** begin SELECTED EXTRACT **

Moreover, the type of ventilation used is a very important factor that determines the level of particulate indoor and therefore the values of the ratio I/O (Parker et al., 2008). Numerous studies have compared different types of ventilation and determined its influence. Thompson et al. (1973) in his study found that the ratios I/O of the PST were less than 0.1 in air conditioned buildings with higher filtration systems while were much higher in buildings with natural ventilation where there was also a high movement of people. Similar events were observed by Zuraimi et al. (2007) with the PM2.5 particulate, with values of I/O close to unity with the natural ventilation and recording a significant decrease when using air conditioning systems with filters.

The highest concentration of PM10 and PM2.5 found by Gemenetzis et al. (2006) in Thessalonika indoors were associated with limited ventilation and high outdoor concentrations. The use of a receptor model indicated that emissions from traffic, resuspension of road dust and heating are the main sources of PM10 in the outside (Samara et al., 2003).

The study area is located in the Mediterranean coastal basin, province of Castellón (Spain) with major problems of high concentration of particulate matter in ambient air, and also is located next to an industrial centre based on the treatment of ceramic raw mineral materials as ceramic red clays and silicates (important particulate emissions). It is a strategic zone in the framework of EU pollution control. Around 80% of the European Union ceramic tile and ceramic frit manufacturers are concentrated in two areas, forming the so-called ceramic clusters - in Modena (Italy) and in Castellón (Spain). Based on the studies in the literature (Alastuey et al., 2000) and on the data shown on Internet by the regional authorities derived from the air quality networks in these areas, it can be deduced that metals and other chemical components and PM10 are the two parameters of most concern regarding EU legal requirements (Minguillón et al., 2007).

** end SELECTED EXTRACT **
** begin THE INPUT **

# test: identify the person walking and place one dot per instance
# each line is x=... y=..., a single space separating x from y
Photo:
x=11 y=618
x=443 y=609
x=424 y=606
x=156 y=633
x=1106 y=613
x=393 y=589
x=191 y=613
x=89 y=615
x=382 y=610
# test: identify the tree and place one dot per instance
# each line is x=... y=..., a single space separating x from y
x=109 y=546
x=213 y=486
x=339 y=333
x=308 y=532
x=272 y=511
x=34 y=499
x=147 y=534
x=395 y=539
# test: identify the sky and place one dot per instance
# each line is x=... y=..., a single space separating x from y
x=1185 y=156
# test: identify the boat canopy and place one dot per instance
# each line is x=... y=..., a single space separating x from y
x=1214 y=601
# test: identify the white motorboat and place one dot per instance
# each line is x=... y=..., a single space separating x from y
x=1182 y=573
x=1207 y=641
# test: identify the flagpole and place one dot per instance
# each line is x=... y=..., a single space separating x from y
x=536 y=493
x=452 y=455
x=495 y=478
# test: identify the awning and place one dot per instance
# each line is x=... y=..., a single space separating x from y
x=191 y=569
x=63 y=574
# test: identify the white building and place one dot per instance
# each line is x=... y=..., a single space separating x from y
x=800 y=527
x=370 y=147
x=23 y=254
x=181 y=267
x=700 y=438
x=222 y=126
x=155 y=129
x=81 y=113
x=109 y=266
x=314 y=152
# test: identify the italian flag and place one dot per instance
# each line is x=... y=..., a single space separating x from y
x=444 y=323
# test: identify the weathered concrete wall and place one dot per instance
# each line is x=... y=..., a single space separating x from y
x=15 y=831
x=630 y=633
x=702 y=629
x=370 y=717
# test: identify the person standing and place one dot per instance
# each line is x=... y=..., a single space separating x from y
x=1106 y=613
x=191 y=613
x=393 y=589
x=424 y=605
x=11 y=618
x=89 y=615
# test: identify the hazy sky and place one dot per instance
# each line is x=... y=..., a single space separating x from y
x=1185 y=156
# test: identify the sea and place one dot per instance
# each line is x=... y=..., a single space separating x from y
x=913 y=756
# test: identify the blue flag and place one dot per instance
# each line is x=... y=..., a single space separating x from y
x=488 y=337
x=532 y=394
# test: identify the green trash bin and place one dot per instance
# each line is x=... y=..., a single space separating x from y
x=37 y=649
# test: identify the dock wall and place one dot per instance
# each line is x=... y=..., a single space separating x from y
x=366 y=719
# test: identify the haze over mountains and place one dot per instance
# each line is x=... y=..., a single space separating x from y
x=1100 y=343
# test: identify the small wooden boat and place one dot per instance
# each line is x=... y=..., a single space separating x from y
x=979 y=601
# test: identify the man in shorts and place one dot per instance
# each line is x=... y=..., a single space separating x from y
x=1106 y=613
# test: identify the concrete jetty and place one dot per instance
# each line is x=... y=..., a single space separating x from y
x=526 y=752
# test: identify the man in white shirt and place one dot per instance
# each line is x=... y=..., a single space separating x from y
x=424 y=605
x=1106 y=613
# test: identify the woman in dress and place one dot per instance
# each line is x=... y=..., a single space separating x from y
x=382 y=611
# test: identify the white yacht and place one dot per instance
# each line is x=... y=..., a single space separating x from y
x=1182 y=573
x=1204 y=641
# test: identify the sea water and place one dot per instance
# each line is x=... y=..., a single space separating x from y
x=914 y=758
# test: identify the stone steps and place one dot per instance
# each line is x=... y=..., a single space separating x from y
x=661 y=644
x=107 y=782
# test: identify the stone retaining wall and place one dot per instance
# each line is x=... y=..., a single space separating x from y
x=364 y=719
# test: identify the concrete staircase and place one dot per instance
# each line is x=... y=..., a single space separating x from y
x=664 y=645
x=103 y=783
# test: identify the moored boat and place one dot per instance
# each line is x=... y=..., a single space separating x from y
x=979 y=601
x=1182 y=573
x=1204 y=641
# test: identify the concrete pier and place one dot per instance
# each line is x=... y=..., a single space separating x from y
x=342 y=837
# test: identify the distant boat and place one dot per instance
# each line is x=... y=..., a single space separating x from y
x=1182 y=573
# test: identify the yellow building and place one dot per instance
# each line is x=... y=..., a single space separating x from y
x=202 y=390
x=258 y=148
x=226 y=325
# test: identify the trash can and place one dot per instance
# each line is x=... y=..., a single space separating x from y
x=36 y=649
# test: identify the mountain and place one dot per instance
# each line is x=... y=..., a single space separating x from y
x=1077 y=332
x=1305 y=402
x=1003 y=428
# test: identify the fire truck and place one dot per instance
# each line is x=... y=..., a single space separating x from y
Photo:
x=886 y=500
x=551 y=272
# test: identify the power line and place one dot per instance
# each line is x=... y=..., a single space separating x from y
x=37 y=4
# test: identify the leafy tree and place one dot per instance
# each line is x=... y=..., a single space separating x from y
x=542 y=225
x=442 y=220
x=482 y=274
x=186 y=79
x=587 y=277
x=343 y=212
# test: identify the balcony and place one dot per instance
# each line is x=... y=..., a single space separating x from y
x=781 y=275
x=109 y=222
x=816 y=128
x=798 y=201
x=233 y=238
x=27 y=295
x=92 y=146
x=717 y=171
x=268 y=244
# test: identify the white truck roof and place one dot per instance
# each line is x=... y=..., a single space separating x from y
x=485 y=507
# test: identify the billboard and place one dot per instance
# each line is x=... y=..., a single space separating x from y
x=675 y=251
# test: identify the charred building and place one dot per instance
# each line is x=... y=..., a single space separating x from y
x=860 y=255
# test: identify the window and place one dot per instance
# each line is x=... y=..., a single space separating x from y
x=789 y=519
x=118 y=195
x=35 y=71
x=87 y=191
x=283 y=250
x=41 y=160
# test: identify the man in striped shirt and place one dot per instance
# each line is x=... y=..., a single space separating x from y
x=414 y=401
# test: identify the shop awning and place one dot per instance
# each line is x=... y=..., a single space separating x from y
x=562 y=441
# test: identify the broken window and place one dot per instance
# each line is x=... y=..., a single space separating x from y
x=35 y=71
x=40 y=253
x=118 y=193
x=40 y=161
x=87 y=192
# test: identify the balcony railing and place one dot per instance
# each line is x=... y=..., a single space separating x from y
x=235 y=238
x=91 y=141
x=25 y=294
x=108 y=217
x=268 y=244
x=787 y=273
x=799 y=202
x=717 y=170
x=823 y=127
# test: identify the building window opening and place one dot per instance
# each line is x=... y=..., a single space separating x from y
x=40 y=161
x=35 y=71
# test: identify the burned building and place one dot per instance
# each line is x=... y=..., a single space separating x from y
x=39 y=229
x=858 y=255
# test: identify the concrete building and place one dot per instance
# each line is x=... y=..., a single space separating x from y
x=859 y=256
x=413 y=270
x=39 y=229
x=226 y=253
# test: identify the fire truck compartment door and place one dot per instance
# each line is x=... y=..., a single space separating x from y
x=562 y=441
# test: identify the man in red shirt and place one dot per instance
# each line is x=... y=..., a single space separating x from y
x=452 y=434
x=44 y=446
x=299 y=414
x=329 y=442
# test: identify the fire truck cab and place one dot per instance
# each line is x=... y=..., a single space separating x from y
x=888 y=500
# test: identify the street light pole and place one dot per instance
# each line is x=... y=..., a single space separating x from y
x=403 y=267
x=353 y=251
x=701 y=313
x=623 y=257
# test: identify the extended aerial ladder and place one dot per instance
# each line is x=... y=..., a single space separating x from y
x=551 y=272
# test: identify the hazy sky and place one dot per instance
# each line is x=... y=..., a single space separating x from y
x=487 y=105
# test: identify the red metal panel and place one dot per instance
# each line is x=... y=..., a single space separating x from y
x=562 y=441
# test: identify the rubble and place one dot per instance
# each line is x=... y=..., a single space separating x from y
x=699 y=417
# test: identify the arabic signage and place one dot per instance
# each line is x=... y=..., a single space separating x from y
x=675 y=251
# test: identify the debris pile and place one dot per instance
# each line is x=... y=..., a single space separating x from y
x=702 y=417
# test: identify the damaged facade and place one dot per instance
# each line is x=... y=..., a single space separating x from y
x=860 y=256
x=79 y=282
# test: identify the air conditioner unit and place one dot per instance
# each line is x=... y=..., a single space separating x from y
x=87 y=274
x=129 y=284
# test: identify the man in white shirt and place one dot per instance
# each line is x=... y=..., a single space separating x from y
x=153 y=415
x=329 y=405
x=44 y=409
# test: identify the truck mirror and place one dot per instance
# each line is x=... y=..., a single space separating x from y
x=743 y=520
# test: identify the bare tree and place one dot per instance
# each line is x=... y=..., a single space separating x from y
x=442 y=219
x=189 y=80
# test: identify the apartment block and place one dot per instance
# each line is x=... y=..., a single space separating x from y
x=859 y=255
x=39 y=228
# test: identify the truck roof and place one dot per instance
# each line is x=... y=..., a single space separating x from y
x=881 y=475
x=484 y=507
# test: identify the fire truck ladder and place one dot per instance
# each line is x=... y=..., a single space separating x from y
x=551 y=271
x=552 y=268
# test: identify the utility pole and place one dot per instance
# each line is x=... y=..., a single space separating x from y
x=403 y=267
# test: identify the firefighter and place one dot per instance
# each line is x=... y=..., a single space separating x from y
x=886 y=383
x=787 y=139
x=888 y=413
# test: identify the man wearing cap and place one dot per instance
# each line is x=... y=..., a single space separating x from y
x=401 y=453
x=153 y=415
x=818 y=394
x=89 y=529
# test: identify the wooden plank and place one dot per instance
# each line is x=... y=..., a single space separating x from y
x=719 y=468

** end THE INPUT **

TASKS TO COMPLETE
1/ List every cited study in the passage on indoor and outdoor particulate matter, giving each by its authors and year.
2/ Echo the part of the rows that opens with their first line and closes with the line containing "x=444 y=323", including both of those lines.
These rows have no connection to the passage on indoor and outdoor particulate matter.

COMPLETED EXERCISE
1/
Parker et al., 2008
Thompson et al., 1973
Zuraimi et al., 2007
Gemenetzis et al., 2006
Samara et al., 2003
Alastuey et al., 2000
Minguillón et al., 2007

2/
# test: identify the person walking and place one dot per instance
# each line is x=... y=..., a single space separating x from y
Photo:
x=11 y=618
x=443 y=609
x=424 y=606
x=156 y=633
x=1106 y=613
x=393 y=589
x=191 y=613
x=89 y=615
x=382 y=610
# test: identify the tree and place one dot per instance
# each line is x=... y=..., a single space separating x from y
x=109 y=546
x=213 y=486
x=339 y=333
x=308 y=532
x=272 y=511
x=34 y=499
x=147 y=534
x=395 y=539
# test: identify the sky and place one dot per instance
# each line is x=... y=..., a single space separating x from y
x=1185 y=156
# test: identify the boat canopy and place one dot per instance
# each line is x=... y=..., a single space separating x from y
x=1214 y=601
# test: identify the white motorboat and place one dot per instance
# each line is x=... y=..., a single space separating x from y
x=1182 y=573
x=1207 y=641
# test: identify the flagpole and place one dot per instance
# each line is x=... y=..., a single space separating x from y
x=536 y=493
x=452 y=455
x=495 y=478
# test: identify the awning and place one dot per instance
# each line is x=... y=..., a single space separating x from y
x=191 y=569
x=63 y=574
# test: identify the white building and place one dot per instance
# each line is x=... y=..., a single space separating x from y
x=800 y=527
x=370 y=147
x=23 y=254
x=181 y=267
x=700 y=438
x=222 y=126
x=155 y=129
x=81 y=113
x=109 y=266
x=314 y=152
# test: identify the italian flag and place one dot per instance
# each line is x=... y=..., a single space separating x from y
x=444 y=323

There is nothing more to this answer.